WHAT TO PRODUCE:
Write out each line of the records that has "woman" in it.

PROVIDED MATERIAL:
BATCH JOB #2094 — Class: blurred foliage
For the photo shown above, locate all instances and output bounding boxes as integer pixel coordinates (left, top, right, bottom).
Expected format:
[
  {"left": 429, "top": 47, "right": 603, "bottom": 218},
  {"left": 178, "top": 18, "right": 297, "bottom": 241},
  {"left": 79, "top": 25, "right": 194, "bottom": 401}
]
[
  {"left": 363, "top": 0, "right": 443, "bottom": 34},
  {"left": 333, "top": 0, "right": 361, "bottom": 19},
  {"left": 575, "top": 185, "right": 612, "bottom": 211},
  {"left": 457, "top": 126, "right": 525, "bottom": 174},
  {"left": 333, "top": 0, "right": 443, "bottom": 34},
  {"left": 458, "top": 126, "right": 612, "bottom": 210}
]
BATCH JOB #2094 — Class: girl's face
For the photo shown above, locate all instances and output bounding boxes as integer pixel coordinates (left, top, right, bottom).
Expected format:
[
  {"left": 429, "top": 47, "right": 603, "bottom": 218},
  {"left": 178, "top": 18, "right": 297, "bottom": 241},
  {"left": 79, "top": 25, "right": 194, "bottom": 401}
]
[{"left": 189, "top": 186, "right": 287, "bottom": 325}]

* * *

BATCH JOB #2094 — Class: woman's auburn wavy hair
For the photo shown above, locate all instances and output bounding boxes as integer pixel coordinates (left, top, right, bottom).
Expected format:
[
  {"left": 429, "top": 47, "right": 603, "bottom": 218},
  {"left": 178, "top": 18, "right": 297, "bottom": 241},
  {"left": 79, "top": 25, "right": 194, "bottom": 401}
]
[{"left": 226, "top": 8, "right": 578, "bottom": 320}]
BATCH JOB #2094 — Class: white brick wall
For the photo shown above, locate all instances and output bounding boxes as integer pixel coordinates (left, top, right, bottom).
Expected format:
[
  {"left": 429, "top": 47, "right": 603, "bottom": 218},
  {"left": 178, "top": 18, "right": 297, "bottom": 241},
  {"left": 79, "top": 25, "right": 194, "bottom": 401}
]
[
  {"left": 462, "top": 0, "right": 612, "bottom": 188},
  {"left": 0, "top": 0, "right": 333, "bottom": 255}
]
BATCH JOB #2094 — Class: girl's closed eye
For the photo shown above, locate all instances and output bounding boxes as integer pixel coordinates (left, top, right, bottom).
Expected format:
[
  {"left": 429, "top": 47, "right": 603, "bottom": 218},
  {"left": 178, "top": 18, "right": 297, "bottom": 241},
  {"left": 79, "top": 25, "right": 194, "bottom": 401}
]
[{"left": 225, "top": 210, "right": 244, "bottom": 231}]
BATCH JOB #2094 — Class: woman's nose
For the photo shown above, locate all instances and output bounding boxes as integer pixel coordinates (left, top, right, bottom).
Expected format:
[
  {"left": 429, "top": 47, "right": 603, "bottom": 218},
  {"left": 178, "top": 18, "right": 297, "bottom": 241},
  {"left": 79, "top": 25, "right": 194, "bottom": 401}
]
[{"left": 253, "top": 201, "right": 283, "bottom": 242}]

ANSWER TO THE EXERCISE:
BATCH JOB #2094 — Class: woman's auburn wavy hair
BATCH JOB #2094 — Class: woman's nose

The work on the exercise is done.